* **Problem tanımı**
Aşağıdaki kayıtların tamamını güncelleyin: "a marker" geçen her yerde onu "a point" ile değiştirin, diğer her şeyi olduğu gibi bırakın.

+++ Veri kümesi kayıtları +++

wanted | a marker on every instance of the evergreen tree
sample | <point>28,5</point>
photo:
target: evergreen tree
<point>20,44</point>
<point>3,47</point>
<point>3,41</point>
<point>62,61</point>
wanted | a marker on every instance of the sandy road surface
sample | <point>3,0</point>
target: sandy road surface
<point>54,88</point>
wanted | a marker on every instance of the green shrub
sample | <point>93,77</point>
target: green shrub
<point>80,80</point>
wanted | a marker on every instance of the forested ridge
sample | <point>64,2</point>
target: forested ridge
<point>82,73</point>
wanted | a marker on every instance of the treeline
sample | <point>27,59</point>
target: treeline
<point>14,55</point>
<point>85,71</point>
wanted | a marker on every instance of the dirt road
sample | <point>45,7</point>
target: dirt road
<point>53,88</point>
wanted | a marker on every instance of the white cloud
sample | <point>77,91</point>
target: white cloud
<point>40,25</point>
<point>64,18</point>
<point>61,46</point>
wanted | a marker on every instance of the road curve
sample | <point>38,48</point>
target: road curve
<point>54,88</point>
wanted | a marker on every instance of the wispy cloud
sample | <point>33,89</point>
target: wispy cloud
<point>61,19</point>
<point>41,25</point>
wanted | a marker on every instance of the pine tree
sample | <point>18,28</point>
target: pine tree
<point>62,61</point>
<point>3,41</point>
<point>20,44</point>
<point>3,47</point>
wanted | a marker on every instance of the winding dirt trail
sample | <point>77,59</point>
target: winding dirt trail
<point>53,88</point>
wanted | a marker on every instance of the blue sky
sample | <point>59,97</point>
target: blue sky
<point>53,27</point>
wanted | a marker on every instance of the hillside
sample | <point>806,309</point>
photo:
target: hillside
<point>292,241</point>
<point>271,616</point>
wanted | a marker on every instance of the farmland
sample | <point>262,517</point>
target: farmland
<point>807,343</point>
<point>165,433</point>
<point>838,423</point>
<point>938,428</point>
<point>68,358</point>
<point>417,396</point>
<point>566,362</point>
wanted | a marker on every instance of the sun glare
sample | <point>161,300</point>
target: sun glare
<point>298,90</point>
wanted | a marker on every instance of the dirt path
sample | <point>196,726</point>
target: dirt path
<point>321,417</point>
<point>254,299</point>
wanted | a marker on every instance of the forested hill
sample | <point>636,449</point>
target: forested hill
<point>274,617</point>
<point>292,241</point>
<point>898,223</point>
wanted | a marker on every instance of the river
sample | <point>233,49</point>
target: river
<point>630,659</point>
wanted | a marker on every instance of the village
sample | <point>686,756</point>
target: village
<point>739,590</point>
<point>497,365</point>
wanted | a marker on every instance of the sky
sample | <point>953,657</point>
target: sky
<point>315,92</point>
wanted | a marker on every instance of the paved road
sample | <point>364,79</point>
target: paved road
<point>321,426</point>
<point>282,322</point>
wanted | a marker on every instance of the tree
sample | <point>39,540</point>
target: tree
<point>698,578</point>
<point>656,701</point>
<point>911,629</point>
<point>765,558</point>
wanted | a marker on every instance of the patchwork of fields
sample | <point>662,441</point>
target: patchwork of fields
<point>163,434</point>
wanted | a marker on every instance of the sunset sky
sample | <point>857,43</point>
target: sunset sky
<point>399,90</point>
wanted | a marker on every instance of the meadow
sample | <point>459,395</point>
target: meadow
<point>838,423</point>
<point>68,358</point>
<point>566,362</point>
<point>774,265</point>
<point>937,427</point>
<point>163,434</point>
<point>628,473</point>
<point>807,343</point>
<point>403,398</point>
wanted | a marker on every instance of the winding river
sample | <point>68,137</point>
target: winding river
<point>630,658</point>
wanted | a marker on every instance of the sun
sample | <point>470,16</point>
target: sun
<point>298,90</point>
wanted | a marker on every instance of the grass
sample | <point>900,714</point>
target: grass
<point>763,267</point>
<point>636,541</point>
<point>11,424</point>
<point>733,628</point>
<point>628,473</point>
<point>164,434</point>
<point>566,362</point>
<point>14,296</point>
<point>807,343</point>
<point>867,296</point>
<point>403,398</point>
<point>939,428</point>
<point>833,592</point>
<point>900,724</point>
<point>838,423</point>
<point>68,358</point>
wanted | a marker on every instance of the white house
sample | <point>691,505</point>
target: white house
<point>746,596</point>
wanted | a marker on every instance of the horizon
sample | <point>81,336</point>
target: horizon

+++

* **Beklenen yanıt**
wanted | a point on every instance of the evergreen tree
sample | <point>28,5</point>
photo:
target: evergreen tree
<point>20,44</point>
<point>3,47</point>
<point>3,41</point>
<point>62,61</point>
wanted | a point on every instance of the sandy road surface
sample | <point>3,0</point>
target: sandy road surface
<point>54,88</point>
wanted | a point on every instance of the green shrub
sample | <point>93,77</point>
target: green shrub
<point>80,80</point>
wanted | a point on every instance of the forested ridge
sample | <point>64,2</point>
target: forested ridge
<point>82,73</point>
wanted | a point on every instance of the treeline
sample | <point>27,59</point>
target: treeline
<point>14,55</point>
<point>85,71</point>
wanted | a point on every instance of the dirt road
sample | <point>45,7</point>
target: dirt road
<point>53,88</point>
wanted | a point on every instance of the white cloud
sample | <point>77,91</point>
target: white cloud
<point>40,25</point>
<point>64,18</point>
<point>61,46</point>
wanted | a point on every instance of the road curve
sample | <point>38,48</point>
target: road curve
<point>54,88</point>
wanted | a point on every instance of the wispy cloud
sample | <point>33,89</point>
target: wispy cloud
<point>61,19</point>
<point>41,25</point>
wanted | a point on every instance of the pine tree
sample | <point>18,28</point>
target: pine tree
<point>62,61</point>
<point>3,41</point>
<point>20,44</point>
<point>3,47</point>
wanted | a point on every instance of the winding dirt trail
sample | <point>77,59</point>
target: winding dirt trail
<point>53,88</point>
wanted | a point on every instance of the blue sky
sample | <point>59,97</point>
target: blue sky
<point>53,27</point>
wanted | a point on every instance of the hillside
sample | <point>806,309</point>
photo:
target: hillside
<point>292,241</point>
<point>271,616</point>
wanted | a point on every instance of the farmland
sample | <point>262,517</point>
target: farmland
<point>807,343</point>
<point>165,433</point>
<point>838,423</point>
<point>938,428</point>
<point>68,358</point>
<point>417,396</point>
<point>566,362</point>
wanted | a point on every instance of the sun glare
sample | <point>161,300</point>
target: sun glare
<point>298,90</point>
wanted | a point on every instance of the dirt path
sample | <point>196,726</point>
target: dirt path
<point>321,417</point>
<point>254,299</point>
wanted | a point on every instance of the forested hill
sample | <point>636,449</point>
target: forested hill
<point>274,617</point>
<point>292,241</point>
<point>898,223</point>
wanted | a point on every instance of the river
sample | <point>233,49</point>
target: river
<point>630,659</point>
wanted | a point on every instance of the village
sample | <point>686,756</point>
target: village
<point>739,590</point>
<point>497,365</point>
wanted | a point on every instance of the sky
sample | <point>953,657</point>
target: sky
<point>315,92</point>
wanted | a point on every instance of the paved road
sample | <point>364,79</point>
target: paved road
<point>321,426</point>
<point>282,322</point>
wanted | a point on every instance of the tree
sample | <point>39,540</point>
target: tree
<point>698,578</point>
<point>656,701</point>
<point>911,629</point>
<point>765,558</point>
wanted | a point on every instance of the patchwork of fields
sample | <point>662,441</point>
target: patchwork of fields
<point>163,434</point>
wanted | a point on every instance of the sunset sky
sample | <point>857,43</point>
target: sunset sky
<point>399,90</point>
wanted | a point on every instance of the meadow
sample | <point>459,395</point>
target: meadow
<point>838,423</point>
<point>68,358</point>
<point>566,362</point>
<point>774,265</point>
<point>937,427</point>
<point>163,434</point>
<point>628,473</point>
<point>807,343</point>
<point>403,398</point>
wanted | a point on every instance of the winding river
sample | <point>68,137</point>
target: winding river
<point>630,658</point>
wanted | a point on every instance of the sun
sample | <point>470,16</point>
target: sun
<point>298,90</point>
wanted | a point on every instance of the grass
sample | <point>900,714</point>
target: grass
<point>763,267</point>
<point>636,541</point>
<point>11,424</point>
<point>733,628</point>
<point>628,473</point>
<point>164,434</point>
<point>566,362</point>
<point>14,296</point>
<point>807,343</point>
<point>867,296</point>
<point>403,398</point>
<point>939,428</point>
<point>833,592</point>
<point>900,724</point>
<point>838,423</point>
<point>68,358</point>
wanted | a point on every instance of the white house
sample | <point>691,505</point>
target: white house
<point>746,596</point>
wanted | a point on every instance of the horizon
sample | <point>81,336</point>
target: horizon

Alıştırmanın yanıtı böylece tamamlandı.